[[ DATASET RECORDS open ]]

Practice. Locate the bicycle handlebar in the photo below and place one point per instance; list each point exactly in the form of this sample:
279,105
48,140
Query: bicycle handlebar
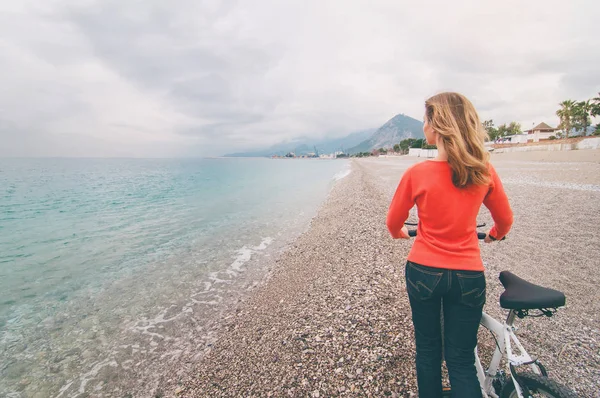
480,235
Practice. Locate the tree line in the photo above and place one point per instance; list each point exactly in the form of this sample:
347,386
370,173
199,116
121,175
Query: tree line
577,115
401,148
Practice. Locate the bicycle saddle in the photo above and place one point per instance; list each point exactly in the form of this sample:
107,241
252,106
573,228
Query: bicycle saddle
522,295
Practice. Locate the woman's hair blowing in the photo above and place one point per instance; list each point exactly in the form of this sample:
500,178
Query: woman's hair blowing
455,119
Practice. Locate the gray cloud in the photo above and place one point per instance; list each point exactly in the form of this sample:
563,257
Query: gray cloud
114,78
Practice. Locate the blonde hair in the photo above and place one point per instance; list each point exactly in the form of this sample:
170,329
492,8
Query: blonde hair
455,119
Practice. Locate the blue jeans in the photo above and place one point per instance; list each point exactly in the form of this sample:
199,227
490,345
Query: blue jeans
463,296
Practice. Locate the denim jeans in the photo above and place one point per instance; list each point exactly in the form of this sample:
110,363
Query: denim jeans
463,296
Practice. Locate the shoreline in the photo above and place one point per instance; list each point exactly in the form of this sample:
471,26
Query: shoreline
333,318
322,324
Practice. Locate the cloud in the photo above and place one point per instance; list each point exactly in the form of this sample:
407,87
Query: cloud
196,78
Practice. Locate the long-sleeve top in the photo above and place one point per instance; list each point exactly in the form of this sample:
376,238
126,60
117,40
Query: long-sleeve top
446,233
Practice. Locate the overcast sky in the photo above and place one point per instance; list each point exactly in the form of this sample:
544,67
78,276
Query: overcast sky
197,78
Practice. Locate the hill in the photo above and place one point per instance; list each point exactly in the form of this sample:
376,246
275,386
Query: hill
392,132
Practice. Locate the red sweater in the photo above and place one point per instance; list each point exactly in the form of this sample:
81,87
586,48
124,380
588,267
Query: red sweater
446,235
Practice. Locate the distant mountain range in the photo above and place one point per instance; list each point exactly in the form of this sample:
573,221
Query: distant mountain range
395,130
304,146
392,132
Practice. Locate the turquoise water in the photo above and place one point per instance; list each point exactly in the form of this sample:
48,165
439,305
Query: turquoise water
109,264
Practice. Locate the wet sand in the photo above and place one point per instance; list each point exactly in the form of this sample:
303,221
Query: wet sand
333,318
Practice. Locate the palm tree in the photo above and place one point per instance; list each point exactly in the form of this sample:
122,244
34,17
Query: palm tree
582,111
566,115
596,106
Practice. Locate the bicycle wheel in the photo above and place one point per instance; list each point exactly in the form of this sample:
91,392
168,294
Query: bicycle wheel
539,386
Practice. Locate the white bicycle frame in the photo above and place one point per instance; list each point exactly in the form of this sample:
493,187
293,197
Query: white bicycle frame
506,340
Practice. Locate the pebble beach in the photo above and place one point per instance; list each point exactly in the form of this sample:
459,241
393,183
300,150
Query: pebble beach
332,318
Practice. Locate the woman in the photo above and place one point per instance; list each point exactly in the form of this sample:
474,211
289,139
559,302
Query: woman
444,264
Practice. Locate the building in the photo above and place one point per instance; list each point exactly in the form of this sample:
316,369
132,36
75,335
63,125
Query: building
540,132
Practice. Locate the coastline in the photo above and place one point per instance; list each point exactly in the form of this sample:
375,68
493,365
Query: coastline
333,317
330,320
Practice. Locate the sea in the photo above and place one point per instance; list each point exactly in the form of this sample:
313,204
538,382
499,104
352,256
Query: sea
112,270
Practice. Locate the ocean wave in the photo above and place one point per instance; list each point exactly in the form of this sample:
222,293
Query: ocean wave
342,174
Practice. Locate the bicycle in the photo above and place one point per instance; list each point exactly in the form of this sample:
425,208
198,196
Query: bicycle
519,297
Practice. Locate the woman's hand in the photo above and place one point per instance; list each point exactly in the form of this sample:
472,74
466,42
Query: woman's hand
404,234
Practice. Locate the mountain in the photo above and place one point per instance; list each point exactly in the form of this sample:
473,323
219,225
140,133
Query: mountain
395,130
304,146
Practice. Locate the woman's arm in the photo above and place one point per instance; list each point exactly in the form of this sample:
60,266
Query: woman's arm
497,202
401,204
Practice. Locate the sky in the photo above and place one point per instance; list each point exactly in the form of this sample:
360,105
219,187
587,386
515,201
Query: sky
119,78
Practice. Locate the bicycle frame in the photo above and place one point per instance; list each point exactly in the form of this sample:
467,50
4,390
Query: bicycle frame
506,340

[[ DATASET RECORDS closed ]]

## EXERCISE DETAILS
A word-for-word copy of the listing is needed. It must not include the pictures.

## WRITTEN SOLUTION
Practice. Locate the bicycle handlebar in the photo below and place one point per instance; list each point exactly in the form of this sample:
279,105
48,140
Query: bicycle handlebar
480,235
Practice. Locate the tree line in the photo above and place one point per instance; list each point exactly in the form of this sample:
347,386
370,173
199,116
121,175
Query: tree line
577,115
401,148
Practice. Locate the bicycle saddle in the photo above and place one point per instance; list each point exactly in the form of this sample:
107,241
252,106
573,228
Query: bicycle saddle
522,295
Practice. Locate the woman's hair blowing in the photo above and place one point per instance; list each point exactly in the form of this sample:
500,178
Query: woman's hair blowing
455,119
Practice. Locate the gray cloud in the photo above and place one point per instance; list each point exactly in the form of this sample:
563,257
Query: gray cloud
114,78
Practice. Locate the blonde hair in the photo above and place one point per instance; list each point exactly in the form of this sample:
170,329
492,8
Query: blonde hair
455,119
Practice. Locate the blue jeans in the photo above and place one point per instance; list each point exactly in the form of this sample:
199,227
490,345
Query: blue jeans
463,296
Practice. Locate the denim jeans in the photo above and place one point per instance; list each point exactly in the form of this sample:
110,363
Query: denim jeans
463,296
Practice. Locate the shoreline in the photo above and place one point per instance; list each point exactly in the form of this sample:
471,26
Query: shoreline
333,318
322,324
Practice. Locate the cloud in the photo above and place one point per instance; list each point exactly in the form of this sample:
407,87
Query: cloud
196,78
Practice. Locate the long-sleeve top in the photo above and place one point per instance; list each point exactly in the form of this sample:
376,238
126,60
117,40
Query: long-sleeve top
446,233
Practice. Locate the overcast sky in the photo above and place one point per instance; list each point exactly in the form of this sample:
544,67
78,276
Query: overcast sky
197,78
Practice. Locate the hill in the photo above and place one point per instance; list each point exactly in the form of this sample:
376,246
275,386
Query: hill
392,132
Practice. Locate the red sweater in the photo above and place one point per instance; list each point exactly in the form of this sample:
81,87
586,48
124,380
588,267
Query: red sweater
446,235
Practice. Locate the distant mountain range in the photo above and place one point per instance; list each point exactly in the form of this sample:
573,221
Query: distant mountain range
395,130
304,146
392,132
Practice. Locate the turquoise water in the photo above and place one point per instance; list each point exactly in the form of this sample:
48,165
439,305
Query: turquoise water
109,264
Practice. Locate the wet sand in the photo above and place one point per instance; list each point exactly in the form of this sample:
303,221
Query: wet sand
333,318
Practice. Locate the palm tree in the photo above and place one point per instance; list each point exactly in the form of this sample:
122,244
34,17
Query: palm tree
582,111
566,115
596,106
Practice. Locate the bicycle wheel in the photo above and place one point per instance; list each point exactly in the form of this sample:
91,392
168,294
Query: bicycle wheel
539,386
Practice. Locate the white bicycle frame in the photo above and place one point per instance; list each point exactly in the form of this sample:
493,187
293,197
Query: white bicycle frame
506,340
Practice. Locate the pebble beach in the photo above and place one point per instance; list each point exactly in the form of this sample:
459,241
393,183
300,150
Query: pebble beach
332,318
Practice. Locate the woman in the photo above and place one point per instance; list each point exactly in the form of this sample:
474,211
289,139
559,302
Query: woman
444,264
Practice. Locate the building in the photo above and place one point per instance; list each point exactly in the form of this sample:
316,369
132,36
75,335
63,125
Query: building
540,132
Practice. Locate the coastline in the photo above and place one point per instance; list each point exactly in the form of this sample:
375,68
493,365
Query: coastline
333,317
330,320
Practice. Locate the sea in the photo above and place one point per instance; list each point exactly in the form of this sample:
313,204
538,382
499,104
352,256
Query: sea
112,270
Practice. Locate the ocean wave in the photo above and place one point per instance; list each point exactly in the form of this sample:
222,293
Query: ocean wave
342,174
Practice. Locate the bicycle in the photo above and place one point per instance; list each point exactly in the form of this sample:
425,208
198,196
Query: bicycle
519,297
Practice. Locate the woman's hand in the photo above and place one point per instance; list each point exactly in the form of this sample:
472,74
466,42
Query: woman's hand
404,234
Practice. Locate the mountain in the photo above and place one point per instance; list each point exactly in the form of this sample:
473,323
219,225
140,133
Query: mountain
395,130
304,146
Practice. Locate the woman's arm in the photo above and place one point per instance; list each point exactly in the form of this sample:
60,266
Query: woman's arm
497,202
401,204
Practice. Locate the sky in the photo above and place one point per instance; list each point exactly in the form of this sample:
360,105
219,187
587,386
515,201
Query: sky
119,78
Practice. Locate the bicycle frame in the photo above and place one point per instance; list each point exactly in the form of this sample:
467,50
4,390
Query: bicycle frame
506,340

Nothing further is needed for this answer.